[EXERCISE DATA]
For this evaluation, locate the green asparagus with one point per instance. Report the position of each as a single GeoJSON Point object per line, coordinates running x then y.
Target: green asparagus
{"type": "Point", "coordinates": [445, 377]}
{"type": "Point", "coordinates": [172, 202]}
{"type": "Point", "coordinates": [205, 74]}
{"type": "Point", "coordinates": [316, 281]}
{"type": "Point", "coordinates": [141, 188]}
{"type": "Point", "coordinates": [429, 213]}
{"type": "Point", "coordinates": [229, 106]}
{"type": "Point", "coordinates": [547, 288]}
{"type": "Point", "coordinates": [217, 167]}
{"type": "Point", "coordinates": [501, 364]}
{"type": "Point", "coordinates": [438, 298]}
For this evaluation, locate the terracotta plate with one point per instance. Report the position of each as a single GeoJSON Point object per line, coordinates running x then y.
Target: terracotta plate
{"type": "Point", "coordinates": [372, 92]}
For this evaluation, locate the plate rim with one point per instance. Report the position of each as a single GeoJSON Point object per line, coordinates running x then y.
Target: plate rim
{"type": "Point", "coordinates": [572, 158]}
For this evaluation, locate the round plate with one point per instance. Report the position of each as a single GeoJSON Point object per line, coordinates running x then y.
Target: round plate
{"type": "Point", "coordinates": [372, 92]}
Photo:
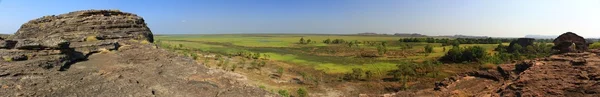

[DIRECTIVE] Recast the lines above as a Markdown table with two columns, Row for the row number and Text for the line, skipping blank lines and leaving out the pictures.

[ANSWER BELOW]
| Row | Text |
|---|---|
| 1 | For this evaluation, locate the green asparagus with one point per instance. Report the position of each as a single GeoJSON Point object per line, coordinates running x then y. |
| 2 | Target: green asparagus |
| 3 | {"type": "Point", "coordinates": [445, 377]} |
| 4 | {"type": "Point", "coordinates": [172, 202]} |
| 5 | {"type": "Point", "coordinates": [205, 74]} |
| 6 | {"type": "Point", "coordinates": [316, 281]} |
| 7 | {"type": "Point", "coordinates": [141, 188]} |
| 8 | {"type": "Point", "coordinates": [429, 213]} |
| 9 | {"type": "Point", "coordinates": [229, 106]} |
| 10 | {"type": "Point", "coordinates": [547, 288]} |
| 11 | {"type": "Point", "coordinates": [217, 167]} |
| 12 | {"type": "Point", "coordinates": [501, 364]} |
| 13 | {"type": "Point", "coordinates": [438, 298]} |
| 14 | For this evaluation, locate the terracotta plate with one point per instance. Report the position of each as a single GeoJSON Point object per line, coordinates running x then y. |
| 15 | Target: terracotta plate |
| 16 | {"type": "Point", "coordinates": [372, 92]} |
| 17 | For this evaluation, locate the plate rim with one point per instance. Report the position of each as a single GeoJSON Point object per line, coordinates running x then y. |
| 18 | Target: plate rim |
| 19 | {"type": "Point", "coordinates": [572, 158]} |
| 20 | For this evaluation, locate the round plate with one point per instance. Report the position of each as a single GeoJSON Point object per line, coordinates running x then y. |
| 21 | Target: round plate |
| 22 | {"type": "Point", "coordinates": [372, 92]} |
| 23 | Photo: |